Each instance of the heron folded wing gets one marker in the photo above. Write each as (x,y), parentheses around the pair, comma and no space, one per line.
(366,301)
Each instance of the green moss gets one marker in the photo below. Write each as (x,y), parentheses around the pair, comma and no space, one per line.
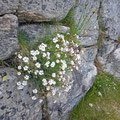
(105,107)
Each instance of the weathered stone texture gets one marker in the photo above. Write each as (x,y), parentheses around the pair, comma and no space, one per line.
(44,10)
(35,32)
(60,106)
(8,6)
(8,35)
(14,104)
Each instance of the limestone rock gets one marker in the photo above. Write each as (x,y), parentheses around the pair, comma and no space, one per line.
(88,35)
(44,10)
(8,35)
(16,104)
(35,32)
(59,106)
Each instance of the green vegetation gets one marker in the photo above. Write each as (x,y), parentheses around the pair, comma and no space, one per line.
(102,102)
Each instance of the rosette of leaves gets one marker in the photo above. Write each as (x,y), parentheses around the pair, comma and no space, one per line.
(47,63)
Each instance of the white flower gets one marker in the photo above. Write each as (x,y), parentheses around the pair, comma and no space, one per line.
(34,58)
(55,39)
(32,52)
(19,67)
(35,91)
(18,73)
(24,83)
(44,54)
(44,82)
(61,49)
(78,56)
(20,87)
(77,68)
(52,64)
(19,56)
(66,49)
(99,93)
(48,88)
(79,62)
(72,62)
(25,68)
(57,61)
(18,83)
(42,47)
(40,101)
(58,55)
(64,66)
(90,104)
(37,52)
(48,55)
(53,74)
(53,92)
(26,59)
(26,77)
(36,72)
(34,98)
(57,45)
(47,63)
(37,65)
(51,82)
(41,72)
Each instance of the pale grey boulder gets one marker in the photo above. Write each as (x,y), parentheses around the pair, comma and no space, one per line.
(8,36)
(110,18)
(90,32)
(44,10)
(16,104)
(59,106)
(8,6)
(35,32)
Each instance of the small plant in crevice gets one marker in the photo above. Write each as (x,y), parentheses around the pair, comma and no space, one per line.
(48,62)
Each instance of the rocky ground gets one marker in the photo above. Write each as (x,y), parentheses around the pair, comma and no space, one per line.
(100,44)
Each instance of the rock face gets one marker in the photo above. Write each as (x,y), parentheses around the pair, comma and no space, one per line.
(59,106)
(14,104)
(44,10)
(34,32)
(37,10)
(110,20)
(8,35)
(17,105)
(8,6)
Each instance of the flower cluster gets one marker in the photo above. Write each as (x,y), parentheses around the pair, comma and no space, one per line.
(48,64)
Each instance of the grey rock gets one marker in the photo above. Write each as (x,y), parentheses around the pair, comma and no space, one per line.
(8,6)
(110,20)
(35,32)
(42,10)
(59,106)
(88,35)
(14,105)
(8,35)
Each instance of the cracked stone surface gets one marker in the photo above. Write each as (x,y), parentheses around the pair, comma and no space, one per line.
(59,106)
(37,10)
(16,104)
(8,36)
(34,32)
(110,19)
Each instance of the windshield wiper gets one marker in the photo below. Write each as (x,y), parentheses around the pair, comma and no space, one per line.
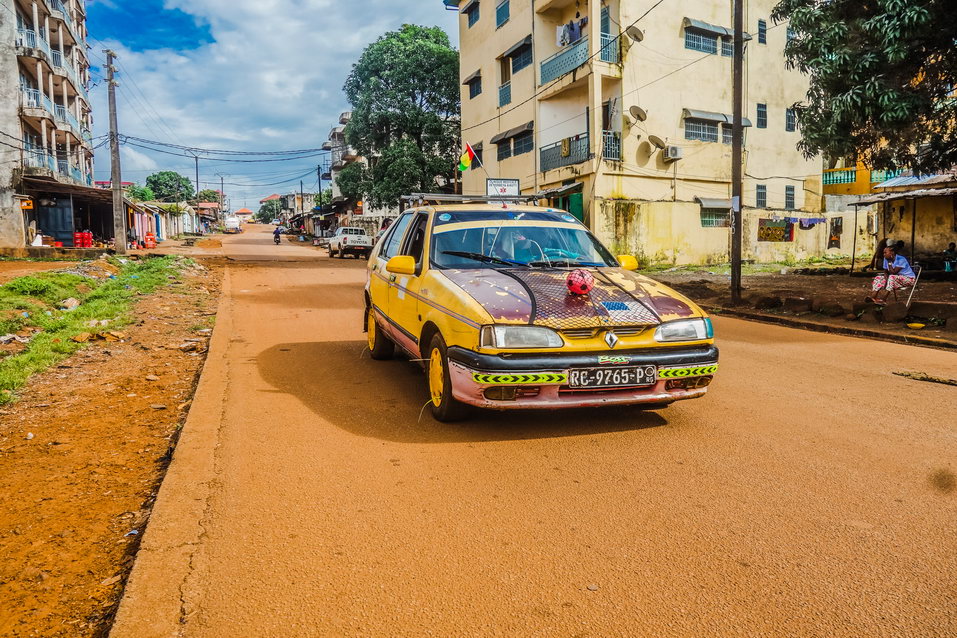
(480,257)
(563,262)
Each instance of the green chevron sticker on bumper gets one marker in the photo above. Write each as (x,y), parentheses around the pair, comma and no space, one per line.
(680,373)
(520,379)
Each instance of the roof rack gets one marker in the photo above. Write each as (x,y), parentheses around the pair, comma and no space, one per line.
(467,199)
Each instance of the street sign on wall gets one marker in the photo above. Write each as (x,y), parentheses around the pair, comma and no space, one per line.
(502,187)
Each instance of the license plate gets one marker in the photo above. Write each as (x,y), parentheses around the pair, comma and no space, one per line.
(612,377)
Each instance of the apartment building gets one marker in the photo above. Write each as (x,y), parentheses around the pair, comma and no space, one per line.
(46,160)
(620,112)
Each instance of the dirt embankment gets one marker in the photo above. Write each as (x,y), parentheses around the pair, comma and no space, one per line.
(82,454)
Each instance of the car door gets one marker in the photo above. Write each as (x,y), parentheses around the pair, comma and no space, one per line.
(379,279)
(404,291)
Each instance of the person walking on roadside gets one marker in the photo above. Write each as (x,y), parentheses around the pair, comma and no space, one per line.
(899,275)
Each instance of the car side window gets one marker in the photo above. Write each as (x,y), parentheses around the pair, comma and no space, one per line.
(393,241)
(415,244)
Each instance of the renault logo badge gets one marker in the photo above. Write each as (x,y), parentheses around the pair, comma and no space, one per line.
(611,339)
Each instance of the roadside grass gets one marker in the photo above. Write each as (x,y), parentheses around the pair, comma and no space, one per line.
——————————
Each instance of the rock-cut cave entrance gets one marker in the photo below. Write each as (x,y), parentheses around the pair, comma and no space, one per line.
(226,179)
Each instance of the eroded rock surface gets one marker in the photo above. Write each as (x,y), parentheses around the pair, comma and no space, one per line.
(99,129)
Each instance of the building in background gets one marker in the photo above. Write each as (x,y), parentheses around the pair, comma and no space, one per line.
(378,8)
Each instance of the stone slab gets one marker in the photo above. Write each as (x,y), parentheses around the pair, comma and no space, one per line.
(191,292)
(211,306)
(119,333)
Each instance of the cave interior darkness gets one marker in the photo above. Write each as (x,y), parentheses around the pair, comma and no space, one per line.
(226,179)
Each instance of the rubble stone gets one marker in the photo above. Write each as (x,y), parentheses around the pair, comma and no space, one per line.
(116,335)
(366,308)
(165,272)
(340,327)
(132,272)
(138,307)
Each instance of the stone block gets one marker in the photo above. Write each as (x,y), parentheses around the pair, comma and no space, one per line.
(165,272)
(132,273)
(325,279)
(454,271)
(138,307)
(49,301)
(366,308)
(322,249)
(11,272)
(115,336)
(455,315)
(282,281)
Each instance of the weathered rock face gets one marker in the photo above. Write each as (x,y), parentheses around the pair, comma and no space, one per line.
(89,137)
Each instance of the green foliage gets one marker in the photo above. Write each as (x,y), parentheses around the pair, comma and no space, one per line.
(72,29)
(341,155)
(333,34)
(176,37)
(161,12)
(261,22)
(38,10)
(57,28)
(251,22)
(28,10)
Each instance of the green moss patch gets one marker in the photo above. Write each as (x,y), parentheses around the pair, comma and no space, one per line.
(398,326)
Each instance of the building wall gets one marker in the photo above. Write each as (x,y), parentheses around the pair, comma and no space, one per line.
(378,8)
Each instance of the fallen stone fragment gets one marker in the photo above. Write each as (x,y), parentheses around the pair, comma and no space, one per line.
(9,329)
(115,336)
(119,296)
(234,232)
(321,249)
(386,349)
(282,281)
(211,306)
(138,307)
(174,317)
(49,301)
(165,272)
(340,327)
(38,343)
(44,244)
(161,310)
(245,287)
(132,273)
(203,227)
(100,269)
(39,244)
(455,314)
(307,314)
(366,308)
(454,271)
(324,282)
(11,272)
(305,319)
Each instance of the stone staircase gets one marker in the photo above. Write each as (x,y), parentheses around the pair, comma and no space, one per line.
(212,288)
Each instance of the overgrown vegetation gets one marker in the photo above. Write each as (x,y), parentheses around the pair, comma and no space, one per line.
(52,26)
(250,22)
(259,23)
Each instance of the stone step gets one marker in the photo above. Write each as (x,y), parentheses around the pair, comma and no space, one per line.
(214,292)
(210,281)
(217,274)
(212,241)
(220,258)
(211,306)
——————————
Count the lines in the records above that contain the word "grey", and give only that number.

(CORRECT ANSWER): 2